DATASET ENTRIES
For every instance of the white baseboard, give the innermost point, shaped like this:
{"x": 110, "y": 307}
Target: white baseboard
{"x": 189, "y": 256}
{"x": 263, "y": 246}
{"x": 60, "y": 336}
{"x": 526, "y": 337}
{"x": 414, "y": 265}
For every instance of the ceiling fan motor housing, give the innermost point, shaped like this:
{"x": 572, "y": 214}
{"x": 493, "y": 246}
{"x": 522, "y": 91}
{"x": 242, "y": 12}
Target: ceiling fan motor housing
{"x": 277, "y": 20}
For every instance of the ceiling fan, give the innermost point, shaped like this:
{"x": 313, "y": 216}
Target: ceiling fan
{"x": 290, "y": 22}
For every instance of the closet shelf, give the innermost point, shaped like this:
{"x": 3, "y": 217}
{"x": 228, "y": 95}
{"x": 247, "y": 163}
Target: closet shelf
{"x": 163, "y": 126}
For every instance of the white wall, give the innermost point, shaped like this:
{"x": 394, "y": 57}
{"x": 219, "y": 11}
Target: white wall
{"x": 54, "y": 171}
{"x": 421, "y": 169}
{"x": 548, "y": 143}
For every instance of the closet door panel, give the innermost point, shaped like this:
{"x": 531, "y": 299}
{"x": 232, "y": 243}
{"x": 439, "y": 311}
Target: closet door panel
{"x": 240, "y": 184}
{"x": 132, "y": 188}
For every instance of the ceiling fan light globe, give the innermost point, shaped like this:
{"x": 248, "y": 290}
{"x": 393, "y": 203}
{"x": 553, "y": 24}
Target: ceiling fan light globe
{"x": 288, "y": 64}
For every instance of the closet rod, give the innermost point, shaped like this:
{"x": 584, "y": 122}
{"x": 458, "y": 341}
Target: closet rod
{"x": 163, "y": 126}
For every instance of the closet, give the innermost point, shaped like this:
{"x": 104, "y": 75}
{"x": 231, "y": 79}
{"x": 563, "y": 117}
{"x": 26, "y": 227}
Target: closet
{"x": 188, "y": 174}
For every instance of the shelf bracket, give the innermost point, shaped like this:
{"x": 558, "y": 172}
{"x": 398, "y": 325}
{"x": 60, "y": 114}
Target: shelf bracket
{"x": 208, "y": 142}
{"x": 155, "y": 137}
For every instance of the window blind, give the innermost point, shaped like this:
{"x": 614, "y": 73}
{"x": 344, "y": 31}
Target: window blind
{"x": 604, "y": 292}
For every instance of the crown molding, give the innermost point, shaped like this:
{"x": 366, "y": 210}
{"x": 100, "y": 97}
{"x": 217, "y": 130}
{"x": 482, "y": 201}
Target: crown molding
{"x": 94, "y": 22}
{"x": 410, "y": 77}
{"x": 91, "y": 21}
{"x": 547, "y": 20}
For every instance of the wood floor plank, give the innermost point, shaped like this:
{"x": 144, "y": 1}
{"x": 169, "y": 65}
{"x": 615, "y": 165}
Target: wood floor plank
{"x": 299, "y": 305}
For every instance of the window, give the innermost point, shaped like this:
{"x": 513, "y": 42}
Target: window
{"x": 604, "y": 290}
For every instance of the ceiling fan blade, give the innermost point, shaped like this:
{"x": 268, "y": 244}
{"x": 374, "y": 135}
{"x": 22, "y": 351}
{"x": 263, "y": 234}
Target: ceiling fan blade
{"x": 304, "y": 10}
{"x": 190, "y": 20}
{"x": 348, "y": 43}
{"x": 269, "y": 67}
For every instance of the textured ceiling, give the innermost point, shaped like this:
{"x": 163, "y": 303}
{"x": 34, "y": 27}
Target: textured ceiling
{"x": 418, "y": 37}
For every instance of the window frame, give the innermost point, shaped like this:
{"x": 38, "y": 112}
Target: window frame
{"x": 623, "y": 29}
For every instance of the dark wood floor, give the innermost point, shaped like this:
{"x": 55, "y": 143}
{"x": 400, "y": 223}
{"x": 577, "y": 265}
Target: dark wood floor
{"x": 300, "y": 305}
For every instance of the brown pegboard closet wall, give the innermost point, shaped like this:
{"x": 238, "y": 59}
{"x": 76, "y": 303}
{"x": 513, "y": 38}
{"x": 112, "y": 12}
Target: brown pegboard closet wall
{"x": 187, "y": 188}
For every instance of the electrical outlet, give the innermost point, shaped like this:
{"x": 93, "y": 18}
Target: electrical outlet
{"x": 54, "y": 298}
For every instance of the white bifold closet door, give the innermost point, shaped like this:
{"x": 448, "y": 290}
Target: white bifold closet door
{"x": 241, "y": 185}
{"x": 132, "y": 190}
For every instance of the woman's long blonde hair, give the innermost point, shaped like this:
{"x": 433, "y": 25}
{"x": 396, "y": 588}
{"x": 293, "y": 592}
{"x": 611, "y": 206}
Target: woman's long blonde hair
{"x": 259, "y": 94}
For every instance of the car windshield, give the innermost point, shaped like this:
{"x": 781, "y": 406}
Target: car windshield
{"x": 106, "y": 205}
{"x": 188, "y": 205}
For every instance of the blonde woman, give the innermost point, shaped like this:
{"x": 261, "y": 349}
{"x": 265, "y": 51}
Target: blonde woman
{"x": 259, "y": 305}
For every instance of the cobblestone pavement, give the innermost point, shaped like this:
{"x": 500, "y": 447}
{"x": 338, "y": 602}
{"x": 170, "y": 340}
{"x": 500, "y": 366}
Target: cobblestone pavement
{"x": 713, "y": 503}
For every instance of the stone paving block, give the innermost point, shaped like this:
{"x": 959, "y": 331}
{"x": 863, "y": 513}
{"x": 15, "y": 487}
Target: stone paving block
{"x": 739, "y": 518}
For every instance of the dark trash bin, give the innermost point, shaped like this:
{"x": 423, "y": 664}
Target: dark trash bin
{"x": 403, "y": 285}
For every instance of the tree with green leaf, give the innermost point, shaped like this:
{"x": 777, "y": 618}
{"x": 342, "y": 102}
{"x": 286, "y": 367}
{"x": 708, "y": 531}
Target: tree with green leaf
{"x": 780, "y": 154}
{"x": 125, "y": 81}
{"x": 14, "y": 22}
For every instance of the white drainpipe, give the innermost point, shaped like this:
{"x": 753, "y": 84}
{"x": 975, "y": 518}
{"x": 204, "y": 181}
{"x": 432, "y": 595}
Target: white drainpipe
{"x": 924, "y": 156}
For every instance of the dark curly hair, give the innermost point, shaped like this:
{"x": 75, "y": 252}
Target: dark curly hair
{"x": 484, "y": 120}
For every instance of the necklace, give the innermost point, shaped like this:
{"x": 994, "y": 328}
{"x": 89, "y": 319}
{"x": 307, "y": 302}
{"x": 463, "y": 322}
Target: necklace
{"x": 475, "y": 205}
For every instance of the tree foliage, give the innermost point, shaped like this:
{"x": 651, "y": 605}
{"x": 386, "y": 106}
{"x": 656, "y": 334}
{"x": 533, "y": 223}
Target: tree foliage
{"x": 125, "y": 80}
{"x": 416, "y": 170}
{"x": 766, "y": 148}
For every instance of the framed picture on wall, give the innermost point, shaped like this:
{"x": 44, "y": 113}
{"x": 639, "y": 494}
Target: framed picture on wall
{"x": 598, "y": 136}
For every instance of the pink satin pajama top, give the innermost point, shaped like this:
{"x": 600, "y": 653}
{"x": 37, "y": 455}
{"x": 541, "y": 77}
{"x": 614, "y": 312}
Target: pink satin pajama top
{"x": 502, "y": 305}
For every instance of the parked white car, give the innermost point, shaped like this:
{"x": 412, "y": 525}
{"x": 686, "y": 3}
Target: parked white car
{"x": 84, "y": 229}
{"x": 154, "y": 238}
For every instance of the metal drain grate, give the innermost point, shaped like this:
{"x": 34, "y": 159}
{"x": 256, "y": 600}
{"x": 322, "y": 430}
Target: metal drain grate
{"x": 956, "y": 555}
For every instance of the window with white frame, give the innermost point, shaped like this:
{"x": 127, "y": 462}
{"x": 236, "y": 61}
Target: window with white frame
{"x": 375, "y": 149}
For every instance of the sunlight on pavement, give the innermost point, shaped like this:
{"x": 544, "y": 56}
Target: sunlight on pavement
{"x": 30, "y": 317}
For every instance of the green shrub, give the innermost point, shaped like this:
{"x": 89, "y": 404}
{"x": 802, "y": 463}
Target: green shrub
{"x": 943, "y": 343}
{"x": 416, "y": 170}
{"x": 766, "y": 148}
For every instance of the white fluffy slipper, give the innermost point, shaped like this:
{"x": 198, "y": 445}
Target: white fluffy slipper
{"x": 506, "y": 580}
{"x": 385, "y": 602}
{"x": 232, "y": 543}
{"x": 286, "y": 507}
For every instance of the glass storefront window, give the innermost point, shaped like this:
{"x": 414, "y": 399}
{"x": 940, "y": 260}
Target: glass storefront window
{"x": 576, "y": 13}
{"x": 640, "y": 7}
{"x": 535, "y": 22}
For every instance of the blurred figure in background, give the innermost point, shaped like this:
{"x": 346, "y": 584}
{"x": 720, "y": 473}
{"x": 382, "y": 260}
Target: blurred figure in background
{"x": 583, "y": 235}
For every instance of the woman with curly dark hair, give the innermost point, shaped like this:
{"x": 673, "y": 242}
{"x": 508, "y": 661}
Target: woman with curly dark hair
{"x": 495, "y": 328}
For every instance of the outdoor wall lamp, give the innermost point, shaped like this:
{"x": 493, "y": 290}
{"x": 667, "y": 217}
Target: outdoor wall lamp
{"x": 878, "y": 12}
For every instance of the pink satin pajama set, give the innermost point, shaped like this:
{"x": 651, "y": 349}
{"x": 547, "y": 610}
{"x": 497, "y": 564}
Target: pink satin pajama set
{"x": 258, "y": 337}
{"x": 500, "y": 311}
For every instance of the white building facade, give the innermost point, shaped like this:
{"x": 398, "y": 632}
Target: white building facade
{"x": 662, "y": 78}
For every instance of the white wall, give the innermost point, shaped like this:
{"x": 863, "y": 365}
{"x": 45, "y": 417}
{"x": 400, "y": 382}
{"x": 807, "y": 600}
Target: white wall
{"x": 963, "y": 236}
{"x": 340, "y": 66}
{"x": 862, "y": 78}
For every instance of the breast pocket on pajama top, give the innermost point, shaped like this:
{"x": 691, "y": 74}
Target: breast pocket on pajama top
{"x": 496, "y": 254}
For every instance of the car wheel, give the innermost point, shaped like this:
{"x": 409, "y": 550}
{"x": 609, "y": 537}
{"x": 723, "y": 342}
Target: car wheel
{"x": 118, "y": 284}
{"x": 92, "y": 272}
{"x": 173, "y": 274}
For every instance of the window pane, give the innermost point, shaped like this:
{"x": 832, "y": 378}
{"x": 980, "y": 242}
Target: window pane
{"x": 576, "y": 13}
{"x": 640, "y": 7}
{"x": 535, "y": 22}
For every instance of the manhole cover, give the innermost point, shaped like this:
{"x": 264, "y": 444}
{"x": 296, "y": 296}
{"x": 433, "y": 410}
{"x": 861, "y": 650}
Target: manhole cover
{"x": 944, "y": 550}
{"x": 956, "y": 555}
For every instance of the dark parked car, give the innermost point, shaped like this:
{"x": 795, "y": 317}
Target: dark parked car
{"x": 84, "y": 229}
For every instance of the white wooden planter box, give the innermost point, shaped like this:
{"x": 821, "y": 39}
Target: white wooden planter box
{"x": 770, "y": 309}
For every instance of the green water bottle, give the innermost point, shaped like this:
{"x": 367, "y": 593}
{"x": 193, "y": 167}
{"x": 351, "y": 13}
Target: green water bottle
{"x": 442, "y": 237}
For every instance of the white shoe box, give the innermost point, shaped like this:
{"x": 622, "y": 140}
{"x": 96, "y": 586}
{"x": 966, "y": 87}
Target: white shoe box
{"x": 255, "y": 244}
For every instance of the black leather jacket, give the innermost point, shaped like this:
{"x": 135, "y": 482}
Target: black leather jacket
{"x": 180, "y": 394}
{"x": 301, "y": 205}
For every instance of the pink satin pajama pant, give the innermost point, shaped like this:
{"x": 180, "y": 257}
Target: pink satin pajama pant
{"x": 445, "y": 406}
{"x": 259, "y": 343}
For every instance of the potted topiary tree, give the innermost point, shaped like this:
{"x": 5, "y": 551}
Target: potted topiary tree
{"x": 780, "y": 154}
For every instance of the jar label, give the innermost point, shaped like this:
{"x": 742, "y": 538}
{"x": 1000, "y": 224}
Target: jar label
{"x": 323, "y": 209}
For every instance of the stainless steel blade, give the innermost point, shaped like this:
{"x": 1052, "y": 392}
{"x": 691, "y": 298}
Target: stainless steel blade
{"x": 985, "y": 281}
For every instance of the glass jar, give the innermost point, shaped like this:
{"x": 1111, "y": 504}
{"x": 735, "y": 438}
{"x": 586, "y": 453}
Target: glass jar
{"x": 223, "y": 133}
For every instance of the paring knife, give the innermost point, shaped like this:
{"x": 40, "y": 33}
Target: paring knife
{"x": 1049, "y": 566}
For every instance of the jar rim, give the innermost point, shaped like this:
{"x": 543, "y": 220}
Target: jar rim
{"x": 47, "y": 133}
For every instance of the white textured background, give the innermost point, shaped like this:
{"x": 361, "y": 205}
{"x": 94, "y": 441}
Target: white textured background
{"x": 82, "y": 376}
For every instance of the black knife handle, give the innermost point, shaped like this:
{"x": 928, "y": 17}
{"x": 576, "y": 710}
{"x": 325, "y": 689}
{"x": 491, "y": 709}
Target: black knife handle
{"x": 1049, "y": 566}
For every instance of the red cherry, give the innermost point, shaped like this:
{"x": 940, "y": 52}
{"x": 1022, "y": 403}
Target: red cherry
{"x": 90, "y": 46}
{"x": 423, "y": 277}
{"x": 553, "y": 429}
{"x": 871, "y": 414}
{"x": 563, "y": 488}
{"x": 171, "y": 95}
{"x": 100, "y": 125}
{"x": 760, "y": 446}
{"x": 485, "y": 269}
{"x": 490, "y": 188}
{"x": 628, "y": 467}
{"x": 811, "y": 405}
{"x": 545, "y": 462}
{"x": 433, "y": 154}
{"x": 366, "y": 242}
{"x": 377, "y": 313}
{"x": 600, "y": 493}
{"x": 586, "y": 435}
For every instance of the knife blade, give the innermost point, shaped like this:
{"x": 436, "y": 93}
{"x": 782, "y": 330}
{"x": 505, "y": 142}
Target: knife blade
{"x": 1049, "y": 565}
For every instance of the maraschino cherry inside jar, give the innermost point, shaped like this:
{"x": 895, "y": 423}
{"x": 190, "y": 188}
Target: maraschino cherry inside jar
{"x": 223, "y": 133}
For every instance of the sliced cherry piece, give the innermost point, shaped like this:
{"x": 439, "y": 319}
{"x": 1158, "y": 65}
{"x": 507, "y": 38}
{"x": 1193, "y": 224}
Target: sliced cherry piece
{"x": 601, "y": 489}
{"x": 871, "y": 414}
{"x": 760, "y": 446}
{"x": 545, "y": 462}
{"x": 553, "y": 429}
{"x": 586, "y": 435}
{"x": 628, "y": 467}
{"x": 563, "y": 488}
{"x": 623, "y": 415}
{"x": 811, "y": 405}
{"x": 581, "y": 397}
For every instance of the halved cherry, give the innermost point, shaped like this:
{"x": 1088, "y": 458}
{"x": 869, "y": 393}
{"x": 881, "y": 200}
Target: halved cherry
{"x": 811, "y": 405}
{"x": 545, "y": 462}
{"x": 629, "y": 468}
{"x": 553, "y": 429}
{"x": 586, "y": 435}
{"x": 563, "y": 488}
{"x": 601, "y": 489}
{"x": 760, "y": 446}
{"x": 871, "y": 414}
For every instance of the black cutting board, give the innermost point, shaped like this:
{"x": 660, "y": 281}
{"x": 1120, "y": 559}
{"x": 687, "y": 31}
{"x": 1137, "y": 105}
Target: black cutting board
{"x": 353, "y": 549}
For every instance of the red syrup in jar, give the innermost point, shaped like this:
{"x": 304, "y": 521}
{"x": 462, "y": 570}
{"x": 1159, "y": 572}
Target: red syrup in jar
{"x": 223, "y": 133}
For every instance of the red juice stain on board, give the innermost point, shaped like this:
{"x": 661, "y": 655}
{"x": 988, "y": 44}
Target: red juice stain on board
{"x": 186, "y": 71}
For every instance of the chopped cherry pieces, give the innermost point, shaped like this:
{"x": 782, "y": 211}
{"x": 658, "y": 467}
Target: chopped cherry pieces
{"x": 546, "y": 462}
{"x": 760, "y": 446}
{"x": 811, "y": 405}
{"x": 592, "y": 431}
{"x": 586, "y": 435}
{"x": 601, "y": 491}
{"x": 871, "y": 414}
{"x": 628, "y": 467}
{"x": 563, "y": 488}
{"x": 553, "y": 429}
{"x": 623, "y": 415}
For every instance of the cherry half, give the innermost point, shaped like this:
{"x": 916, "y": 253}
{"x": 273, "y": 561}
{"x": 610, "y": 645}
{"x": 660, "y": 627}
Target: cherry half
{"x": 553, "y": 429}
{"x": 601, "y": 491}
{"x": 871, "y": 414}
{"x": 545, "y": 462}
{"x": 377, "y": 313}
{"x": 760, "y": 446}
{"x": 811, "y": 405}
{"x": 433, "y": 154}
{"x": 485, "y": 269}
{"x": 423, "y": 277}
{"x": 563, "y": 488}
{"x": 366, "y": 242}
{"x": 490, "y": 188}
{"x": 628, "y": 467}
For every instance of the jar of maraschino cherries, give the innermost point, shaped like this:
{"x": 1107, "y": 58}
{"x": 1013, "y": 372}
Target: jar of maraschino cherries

TASK TO COMPLETE
Anywhere the listing shows the word "cherries", copy the full line.

RESPONSE AREA
For every instance of the jar of maraschino cherries, give the innermost point, shaped like this:
Target: jar of maraschino cherries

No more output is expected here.